START SUPPLIED MATERIAL

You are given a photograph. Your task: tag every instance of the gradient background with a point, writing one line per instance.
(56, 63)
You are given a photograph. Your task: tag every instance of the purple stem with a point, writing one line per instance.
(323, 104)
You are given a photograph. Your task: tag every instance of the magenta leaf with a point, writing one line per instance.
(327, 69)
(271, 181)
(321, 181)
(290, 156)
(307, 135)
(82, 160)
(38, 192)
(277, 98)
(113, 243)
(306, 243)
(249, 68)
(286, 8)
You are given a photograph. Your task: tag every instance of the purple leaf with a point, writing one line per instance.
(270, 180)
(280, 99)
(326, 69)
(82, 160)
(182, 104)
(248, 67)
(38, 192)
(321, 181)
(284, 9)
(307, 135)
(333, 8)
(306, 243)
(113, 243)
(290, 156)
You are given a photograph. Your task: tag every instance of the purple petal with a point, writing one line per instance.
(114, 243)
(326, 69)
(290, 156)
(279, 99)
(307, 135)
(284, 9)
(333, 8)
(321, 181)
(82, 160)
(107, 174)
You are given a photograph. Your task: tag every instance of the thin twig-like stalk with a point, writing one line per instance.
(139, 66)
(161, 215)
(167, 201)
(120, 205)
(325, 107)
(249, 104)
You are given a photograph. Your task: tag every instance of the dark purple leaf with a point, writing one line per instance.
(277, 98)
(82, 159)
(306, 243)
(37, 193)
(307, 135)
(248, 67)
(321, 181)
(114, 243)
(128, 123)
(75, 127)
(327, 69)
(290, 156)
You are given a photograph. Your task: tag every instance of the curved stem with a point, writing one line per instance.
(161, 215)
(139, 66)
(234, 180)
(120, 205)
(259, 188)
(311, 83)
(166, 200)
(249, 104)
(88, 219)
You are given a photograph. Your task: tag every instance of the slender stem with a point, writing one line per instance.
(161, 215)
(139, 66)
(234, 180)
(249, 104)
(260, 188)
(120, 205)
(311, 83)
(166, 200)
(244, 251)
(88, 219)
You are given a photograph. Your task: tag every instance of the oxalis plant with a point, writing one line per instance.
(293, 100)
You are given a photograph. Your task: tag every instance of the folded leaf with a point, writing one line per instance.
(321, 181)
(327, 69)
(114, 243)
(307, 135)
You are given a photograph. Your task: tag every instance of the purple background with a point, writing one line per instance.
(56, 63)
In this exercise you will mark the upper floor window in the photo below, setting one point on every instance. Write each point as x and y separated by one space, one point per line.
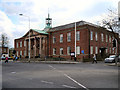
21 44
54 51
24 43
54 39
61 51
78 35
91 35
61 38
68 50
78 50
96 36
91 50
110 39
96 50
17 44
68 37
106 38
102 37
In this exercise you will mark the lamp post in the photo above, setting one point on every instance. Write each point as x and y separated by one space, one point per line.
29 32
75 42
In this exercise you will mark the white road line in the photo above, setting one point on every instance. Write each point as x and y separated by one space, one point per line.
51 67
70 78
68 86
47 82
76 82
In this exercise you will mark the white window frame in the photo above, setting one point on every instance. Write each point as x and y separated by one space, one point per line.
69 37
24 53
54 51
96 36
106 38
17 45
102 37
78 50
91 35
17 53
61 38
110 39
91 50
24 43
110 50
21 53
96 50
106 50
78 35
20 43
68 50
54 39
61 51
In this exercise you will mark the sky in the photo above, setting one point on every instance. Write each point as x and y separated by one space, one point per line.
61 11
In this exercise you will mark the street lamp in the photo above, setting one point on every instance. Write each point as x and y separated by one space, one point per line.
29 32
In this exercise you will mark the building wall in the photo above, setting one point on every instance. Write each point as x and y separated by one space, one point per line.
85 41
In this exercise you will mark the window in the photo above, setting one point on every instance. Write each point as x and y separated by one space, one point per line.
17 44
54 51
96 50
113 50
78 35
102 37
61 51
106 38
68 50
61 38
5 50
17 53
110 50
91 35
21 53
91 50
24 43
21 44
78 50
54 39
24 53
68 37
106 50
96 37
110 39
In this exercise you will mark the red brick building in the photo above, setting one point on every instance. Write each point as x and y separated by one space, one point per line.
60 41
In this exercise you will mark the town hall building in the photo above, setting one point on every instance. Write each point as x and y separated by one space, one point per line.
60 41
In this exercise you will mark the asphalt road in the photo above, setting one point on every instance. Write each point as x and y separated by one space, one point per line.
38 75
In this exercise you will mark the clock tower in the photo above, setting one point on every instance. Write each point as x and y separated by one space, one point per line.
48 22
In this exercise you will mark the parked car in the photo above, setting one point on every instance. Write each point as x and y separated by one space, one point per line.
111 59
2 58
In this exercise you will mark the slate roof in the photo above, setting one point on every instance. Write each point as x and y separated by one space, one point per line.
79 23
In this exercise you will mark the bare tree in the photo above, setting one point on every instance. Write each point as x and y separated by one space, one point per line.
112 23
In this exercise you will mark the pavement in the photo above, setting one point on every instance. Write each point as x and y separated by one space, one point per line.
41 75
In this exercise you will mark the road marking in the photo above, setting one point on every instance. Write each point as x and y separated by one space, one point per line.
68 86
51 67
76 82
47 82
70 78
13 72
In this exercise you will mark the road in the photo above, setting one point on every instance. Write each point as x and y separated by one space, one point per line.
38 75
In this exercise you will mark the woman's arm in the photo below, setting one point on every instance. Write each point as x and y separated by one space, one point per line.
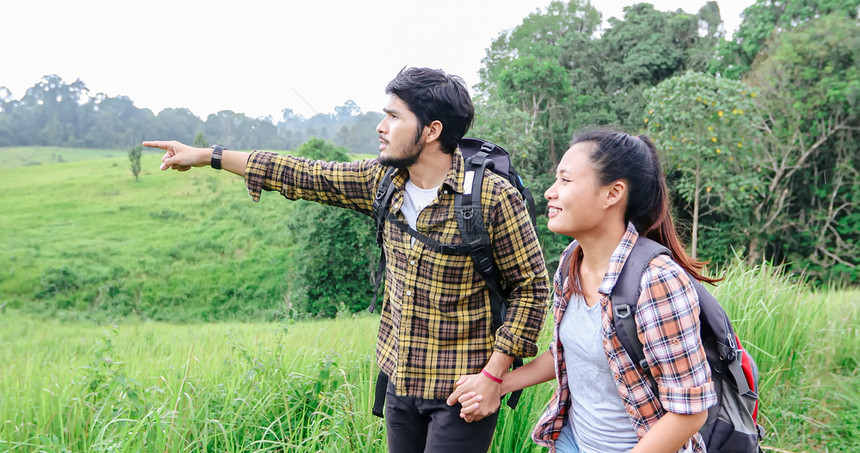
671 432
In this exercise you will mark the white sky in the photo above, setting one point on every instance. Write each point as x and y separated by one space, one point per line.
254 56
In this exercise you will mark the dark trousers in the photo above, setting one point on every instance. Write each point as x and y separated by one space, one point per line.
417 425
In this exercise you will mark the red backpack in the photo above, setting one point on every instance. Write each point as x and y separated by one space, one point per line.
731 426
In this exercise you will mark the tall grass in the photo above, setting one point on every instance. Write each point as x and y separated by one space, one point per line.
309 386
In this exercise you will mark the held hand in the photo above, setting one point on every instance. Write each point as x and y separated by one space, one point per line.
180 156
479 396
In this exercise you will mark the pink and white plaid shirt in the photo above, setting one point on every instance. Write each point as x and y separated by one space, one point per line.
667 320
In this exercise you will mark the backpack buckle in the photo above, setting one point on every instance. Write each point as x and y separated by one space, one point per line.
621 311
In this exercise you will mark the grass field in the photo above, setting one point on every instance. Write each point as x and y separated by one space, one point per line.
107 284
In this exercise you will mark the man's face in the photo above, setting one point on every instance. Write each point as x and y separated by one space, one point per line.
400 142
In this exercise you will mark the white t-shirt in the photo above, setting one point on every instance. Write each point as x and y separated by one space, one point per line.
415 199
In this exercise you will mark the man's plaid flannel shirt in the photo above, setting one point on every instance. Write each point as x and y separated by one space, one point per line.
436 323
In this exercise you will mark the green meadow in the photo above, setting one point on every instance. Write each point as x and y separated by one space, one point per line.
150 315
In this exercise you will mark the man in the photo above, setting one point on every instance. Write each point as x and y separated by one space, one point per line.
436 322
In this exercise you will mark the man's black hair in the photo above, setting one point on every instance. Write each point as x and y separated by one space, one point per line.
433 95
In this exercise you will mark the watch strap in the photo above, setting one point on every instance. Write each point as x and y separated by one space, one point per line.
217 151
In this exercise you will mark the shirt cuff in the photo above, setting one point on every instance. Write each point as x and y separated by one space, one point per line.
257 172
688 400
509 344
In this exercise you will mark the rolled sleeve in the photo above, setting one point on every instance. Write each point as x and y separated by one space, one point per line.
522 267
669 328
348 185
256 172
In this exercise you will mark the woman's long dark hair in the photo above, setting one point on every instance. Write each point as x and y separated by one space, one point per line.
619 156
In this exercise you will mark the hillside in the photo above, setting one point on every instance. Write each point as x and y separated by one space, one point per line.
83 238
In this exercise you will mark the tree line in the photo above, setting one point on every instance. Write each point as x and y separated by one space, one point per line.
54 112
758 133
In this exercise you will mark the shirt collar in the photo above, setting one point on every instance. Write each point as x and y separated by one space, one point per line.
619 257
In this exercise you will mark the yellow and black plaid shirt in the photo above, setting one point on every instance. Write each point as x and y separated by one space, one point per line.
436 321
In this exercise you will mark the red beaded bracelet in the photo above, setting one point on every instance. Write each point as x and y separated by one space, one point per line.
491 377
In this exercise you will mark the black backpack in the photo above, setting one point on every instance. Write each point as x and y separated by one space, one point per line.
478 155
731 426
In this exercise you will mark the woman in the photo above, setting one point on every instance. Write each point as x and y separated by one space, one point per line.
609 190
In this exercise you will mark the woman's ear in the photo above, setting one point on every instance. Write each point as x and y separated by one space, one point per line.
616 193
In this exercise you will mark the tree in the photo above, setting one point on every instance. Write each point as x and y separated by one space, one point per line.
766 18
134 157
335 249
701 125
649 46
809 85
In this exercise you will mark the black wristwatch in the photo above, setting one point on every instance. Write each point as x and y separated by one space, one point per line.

END SUPPLIED MATERIAL

§ AIM OF THE EXERCISE: Output the line holding "In this exercise you will mark the woman in", then every later line through the end of the records above, exactly as given and nothing else.

§ TASK SOLUTION:
In this exercise you will mark the woman in the photo above, setting one point on every instance. Write each point as x and y separated by one space, one point per line.
609 190
In this exercise you will mark the woman's ear in the photo above, setting one point on every instance. Write each point as x and y separated by one space, one point per line.
616 193
In this exercise you will mark the tree in the photo above, setting one point on every instance. Write each point as x and y separated by one space, one point per line.
766 18
134 157
335 249
701 125
649 46
809 85
In this exercise you will mark the black wristwatch in the photo above, setting one point on every instance. Write each point as x and y separated by one space, one point per line.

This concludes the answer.